+++ EXCERPTED TEXT +++
Wednesday, April 29, 2009

A Grisly Tale from a Survivor


Read at your own risk! The things I am going to tell you in the following paragraphs are not for the faint of heart. I have carefully considered my words, but some of you will be terrified by the things that are revealed below. If you are taking any medication, please continue to follow your health care provider's instructions, and please stop reading right now. I cannot be responsible for you from this point on.

I attended a horrible school when I was a child. First, even getting there is something fearsome. I rode a bicycle, scary in itself, but get this: I did not wear knee and elbow pads, nor a helmet! I would ride in street clothes from my house to the school. Once at school, I had to go directly to class! They did not provide a breakfast for me!!! We went directly to classrooms, unless we got there early. On those occasions, we were put in what would later that day be the "cafeteria," but was for now a "holding pen" for students while teachers got ready for the day.

Oh, and while we're on transportation, until I was in fifth grade, we didn't have a car that even had seat belts. It had a beautiful green metal dashboard, though. I bumped my head on it a couple of times when my dad made a sudden stop for something like an unprotected kid on a bicycle.

We had two recesses: a morning one and an afternoon one. WE OFTEN PLAYED UNSUPERVISED! I know; you don't believe that. I wouldn't either if I hadn't been there and seen it myself. In one game, we actually threw a non-rubberized so-called "soft ball" at each other. They let us choose teams for this game, and we got to keep score. Nobody seemed to care how the others felt.

Lunch time was frightening. On every table the school officials had allowed the cafeteria workers to place vials of poison. One was called "salt," and the other, "pepper." We sometimes put it in our ice cream dessert just to see how it tasted. Our parents would scold us for it, because they did not want to see food "wasted." They said that because all of them actually paid for it themselves. Some kids brought lunch, and it was in unsealed containers.

They also had a very dangerous machine in the kitchen. It was filled with heart-attack causing grease, maybe even LARD, and they actually FRIED things in it, and expected us to eat it. In fact, our teachers and parents often "encouraged" us to eat everything on our plate.

In the fifth grade, one of our classmates had gone to the Bisbee Copper mines over Christmas (?!!) break, and brought back something amazing for all of us: a bucket of amazing, crazy mercury!!! Boy, did we have fun. First of all, it was really hard to make a fist and plunge it to the bottom of the bucket. Of course, when the big kid tried it, some mercury spilled over, but we had fun chasing it across the classroom floor and watching it break into hundreds of little silver balls. Then our friend decided to let us all have a little of it. Desperately wanting to be a part, I found a paper cup and got my treasure, probably 4-5 tablespoons of it. During the slow days at class, I would drop a little of it on the desk and watch it roll. I would break it up and put it back together. Then I would go eat my sandwich for lunch.
+++
§ ABOUT THIS EXERCISE: Decide whether each statement agrees with the post about a childhood school above, answering yes or no and quoting the words of the post that settle it. (a) The writer wore a helmet when biking to school. (b) There were two recesses in the school day. (c) The classmate brought the mercury back from a trip over summer vacation. The lines that follow have nothing to do with the post about a childhood school.
+++ EXTRACTED INFORMATION +++
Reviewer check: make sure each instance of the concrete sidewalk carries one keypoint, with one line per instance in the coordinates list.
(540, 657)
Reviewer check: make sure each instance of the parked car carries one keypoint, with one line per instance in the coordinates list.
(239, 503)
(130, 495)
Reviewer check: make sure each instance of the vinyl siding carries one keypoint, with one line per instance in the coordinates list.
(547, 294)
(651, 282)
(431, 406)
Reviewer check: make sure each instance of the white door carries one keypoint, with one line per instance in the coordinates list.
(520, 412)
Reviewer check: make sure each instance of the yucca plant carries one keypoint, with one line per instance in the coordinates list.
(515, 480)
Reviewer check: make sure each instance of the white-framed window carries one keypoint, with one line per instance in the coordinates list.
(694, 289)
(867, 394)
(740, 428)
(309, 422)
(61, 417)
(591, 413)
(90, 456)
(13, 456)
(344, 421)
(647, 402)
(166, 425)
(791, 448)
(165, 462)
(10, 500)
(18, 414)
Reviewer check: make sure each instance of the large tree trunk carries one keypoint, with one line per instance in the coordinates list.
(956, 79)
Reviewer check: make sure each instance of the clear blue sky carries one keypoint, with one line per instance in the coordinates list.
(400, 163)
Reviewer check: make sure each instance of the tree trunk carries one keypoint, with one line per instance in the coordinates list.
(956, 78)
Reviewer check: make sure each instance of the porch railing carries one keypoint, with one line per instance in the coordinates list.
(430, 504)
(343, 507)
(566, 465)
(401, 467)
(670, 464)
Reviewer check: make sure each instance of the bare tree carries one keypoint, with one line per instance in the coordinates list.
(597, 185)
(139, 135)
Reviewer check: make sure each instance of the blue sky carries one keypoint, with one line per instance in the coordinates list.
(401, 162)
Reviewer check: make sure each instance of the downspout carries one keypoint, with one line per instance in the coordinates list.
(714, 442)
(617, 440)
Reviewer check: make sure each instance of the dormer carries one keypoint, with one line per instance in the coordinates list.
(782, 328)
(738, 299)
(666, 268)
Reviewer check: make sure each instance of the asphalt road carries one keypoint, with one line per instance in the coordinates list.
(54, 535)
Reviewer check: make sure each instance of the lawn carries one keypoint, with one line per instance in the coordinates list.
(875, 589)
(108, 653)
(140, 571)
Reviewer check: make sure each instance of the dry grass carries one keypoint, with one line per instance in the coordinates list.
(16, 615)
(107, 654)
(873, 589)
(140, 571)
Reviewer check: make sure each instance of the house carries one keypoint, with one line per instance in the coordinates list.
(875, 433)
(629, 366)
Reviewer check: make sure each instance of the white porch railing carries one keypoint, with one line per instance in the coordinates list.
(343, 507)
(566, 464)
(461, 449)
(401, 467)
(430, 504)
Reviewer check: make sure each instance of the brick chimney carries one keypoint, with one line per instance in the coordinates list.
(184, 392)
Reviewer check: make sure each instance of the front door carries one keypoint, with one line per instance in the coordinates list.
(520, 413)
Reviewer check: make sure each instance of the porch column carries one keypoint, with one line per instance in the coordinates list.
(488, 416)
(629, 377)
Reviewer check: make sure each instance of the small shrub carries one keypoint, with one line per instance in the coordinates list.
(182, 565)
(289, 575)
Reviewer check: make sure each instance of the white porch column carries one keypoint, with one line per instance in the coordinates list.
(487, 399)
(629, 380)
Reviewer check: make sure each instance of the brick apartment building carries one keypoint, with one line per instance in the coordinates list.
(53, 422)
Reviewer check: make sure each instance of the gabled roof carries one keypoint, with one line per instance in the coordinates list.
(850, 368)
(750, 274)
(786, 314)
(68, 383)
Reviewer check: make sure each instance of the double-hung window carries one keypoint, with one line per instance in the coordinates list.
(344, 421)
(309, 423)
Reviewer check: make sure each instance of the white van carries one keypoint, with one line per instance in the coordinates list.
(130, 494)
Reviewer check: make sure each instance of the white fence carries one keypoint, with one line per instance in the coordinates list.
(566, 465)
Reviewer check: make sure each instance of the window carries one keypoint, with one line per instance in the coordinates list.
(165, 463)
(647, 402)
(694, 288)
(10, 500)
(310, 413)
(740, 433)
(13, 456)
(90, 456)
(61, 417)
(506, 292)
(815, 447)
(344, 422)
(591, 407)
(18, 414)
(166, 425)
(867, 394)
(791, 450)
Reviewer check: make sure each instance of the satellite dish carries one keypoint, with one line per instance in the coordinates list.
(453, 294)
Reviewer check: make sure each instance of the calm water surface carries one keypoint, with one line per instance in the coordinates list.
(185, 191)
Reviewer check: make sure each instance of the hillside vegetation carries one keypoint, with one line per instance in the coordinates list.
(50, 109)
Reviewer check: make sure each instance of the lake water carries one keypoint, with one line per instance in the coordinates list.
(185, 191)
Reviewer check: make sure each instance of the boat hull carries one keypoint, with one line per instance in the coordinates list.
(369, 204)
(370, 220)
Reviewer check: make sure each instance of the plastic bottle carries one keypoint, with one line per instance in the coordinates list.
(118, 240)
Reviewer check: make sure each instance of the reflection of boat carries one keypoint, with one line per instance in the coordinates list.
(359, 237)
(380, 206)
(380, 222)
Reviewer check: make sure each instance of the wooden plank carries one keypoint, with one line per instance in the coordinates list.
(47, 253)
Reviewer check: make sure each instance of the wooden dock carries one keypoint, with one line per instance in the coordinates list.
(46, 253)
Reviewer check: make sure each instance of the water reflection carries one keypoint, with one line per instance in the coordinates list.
+++
§ EXERCISE RESPONSE:
(a) No: "I did not wear knee and elbow pads, nor a helmet!"
(b) Yes: "We had two recesses: a morning one and an afternoon one."
(c) No: "had gone to the Bisbee Copper mines over Christmas (?!!) break"